> Exercise directions
Continue the court opinion on the purse-snatching robbery appeal, shown below ahead of the data, starting after its final sentence.

> Page text
APPEAL from the Circuit Court of Peoria County; the Hon. RICHARD E. EAGLETON, Judge, presiding.


The defendant, Ray Patton, was charged with the offenses of robbery and theft. After a jury trial in the circuit court of Peoria County he was found guilty of both offenses, but judgment of conviction and sentence of imprisonment of from 1 to 6 years was imposed only on the robbery offense.

On this appeal the defendant argues the evidence presented is sufficient only to support the conviction of theft and insufficient to support the conviction of robbery.

On June 27, 1976, Rita Alexander and her husband and children were on their way to church about 5:25 p.m. As they were walking toward the church, Mrs. Alexander noticed a man coming the opposite direction on the sidewalk toward her. Just as this man came along side her, he grabbed her purse and ran. Mrs. Alexander had been carrying her purse in her finger tips down at her left side. The man grabbed the purse very quickly and it threw her arm back "a little bit." She did not remember how much her arm was moved. Although the offender was chased he was not caught at the time.

The defendant was identified as the offender although at the trial, the defendant denied the charge and claimed the offender was another person who looked like him and who was with him in the area of the church. On this appeal no questions are raised concerning the sufficiency of the evidence to identify the defendant as the offender.

At the close of the People's case, at the close of all the evidence, and at the conference on jury instructions, defendant insisted that the evidence of force was insufficient to support the charge and conviction of robbery. The trial court rejected the defendant's theory during the course of the proceedings and again denied defendant's motion for a new trial renewing such assertions. According to section 18-1(a) of the Criminal Code of 1961 (Ill. Rev. Stat. 1975, ch. 38, par. 18-1(a)):

"(a) A person commits robbery when he takes property from the person or presence of another by the use of force or by threatening the imminent use of force."

The sole question is whether the victim's property was taken with the use of force within the meaning of the statute. More particularly the question is whether the purse snatching incident constitutes such force, it being conceded there is no other evidence of force or intimidation. At this juncture it would be well to note that our statute recognizes theft from the person as a more serious offense than theft and a less serious offense than robbery. A theft not from the person of property valued at less than $150 is a Class A misdemeanor (Ill. Rev. Stat. 1975, ch. 38, par. 16-1(e)(1)). Theft from the person even where the property is of a value of less than $150 is punishable as a Class 3 felony (Ill. Rev. Stat. 1975, ch. 38, par. 16-1(e)(3)). Robbery is of course a Class 2 felony. (Ill. Rev. Stat. 1975, ch. 38, par. 18-1(b).) The essential difference between robbery and theft is the absence of use of force or intimidation in the latter. By increasing the penalty for theft of property from the person the statute recognizes that thefts from the person are more serious than ordinary thefts even though the absence of force or intimidation is still a distinguishing characteristic of the offense.

> Dataset extract

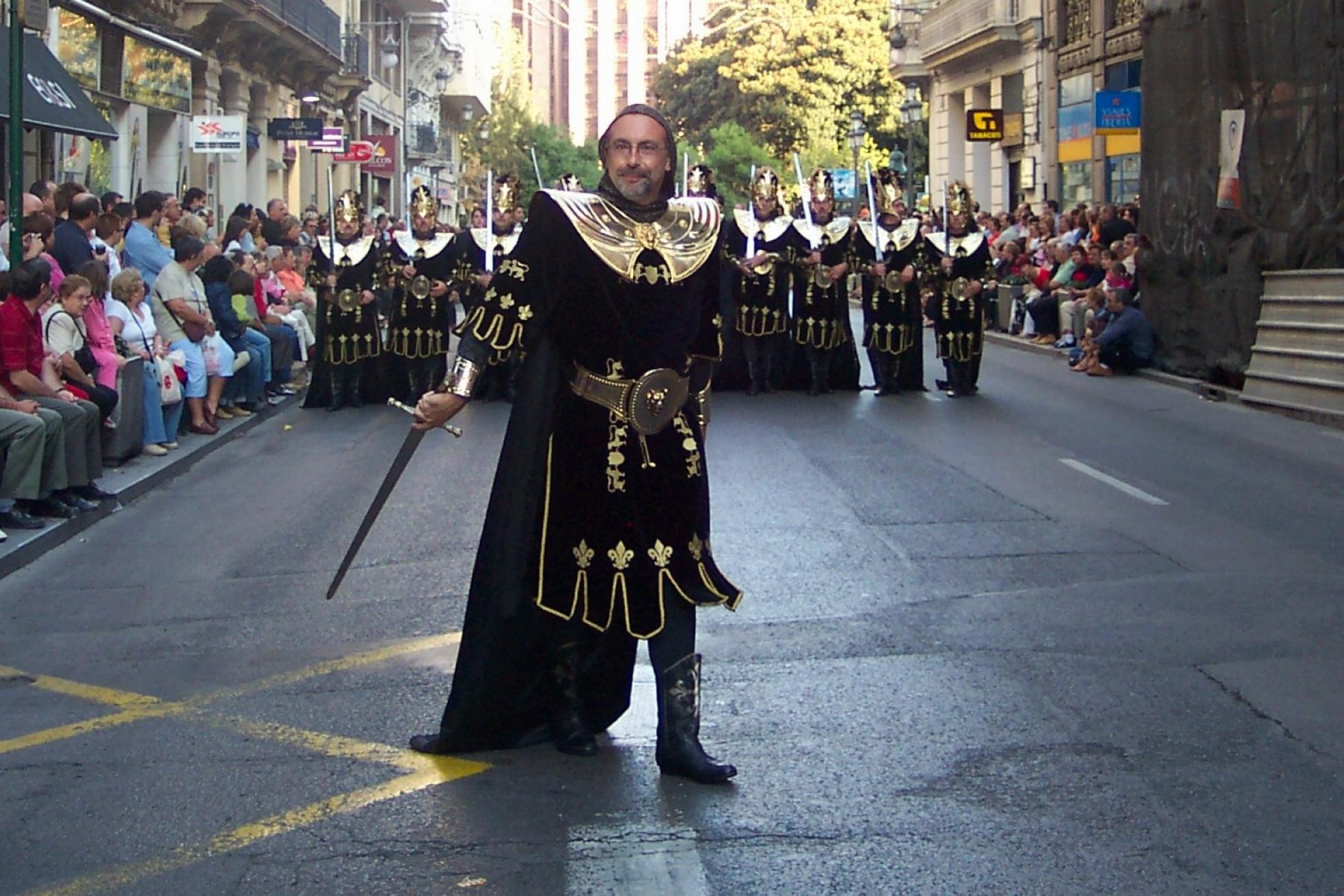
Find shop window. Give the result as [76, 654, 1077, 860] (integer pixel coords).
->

> Task response
The character of the conduct involved in this case is commonly referred to as a "snatching" offense. Both parties concede that the issue of whether purse snatching is robbery has not been directly passed upon by the courts> of review in this State. However, the subject has been mentioned as dicta in several Illinois decisions which suggest Illinois courts> favor the majority view and would hold that the force incident to a snatch without more does not include the requisite force required by the statute. 67 Am.Jur.2d Robbery § 28 (1973); Annot., 42 A.L.R.3d 1381, 1383 (1972).

In People v. Ryan, 239 Ill. 410, 88 N.E. 170, the charge was assault with intent to commit robbery, now attempt robbery. The court held the evidence insufficient to support the conviction where the defendant withdrew the victim's stick pin from his tie, but then dropped the pin after the victim grabbed the defendant's hand causing the defendant to flee without the pin. The court held that force incident to the removal of the stick pin was not sufficient to constitute robbery and hence the evidence did not support the conviction of assault to commit robbery.

The court in Ryan observed:

"If the taking is by actual violence causing a substantial injury to the person, such as grabbing a hand-bag from a lady's arm with such force that the arm is bruised and lame for several days, it will be robbery." 239 Ill. 410, 412-13, 88 N.E. 170, 171.)

The court in Ryan then goes on to say:

"* * * [I]f there is no resistance by the owner or injury to his person, and the taking is without force or violence, it does not amount to ...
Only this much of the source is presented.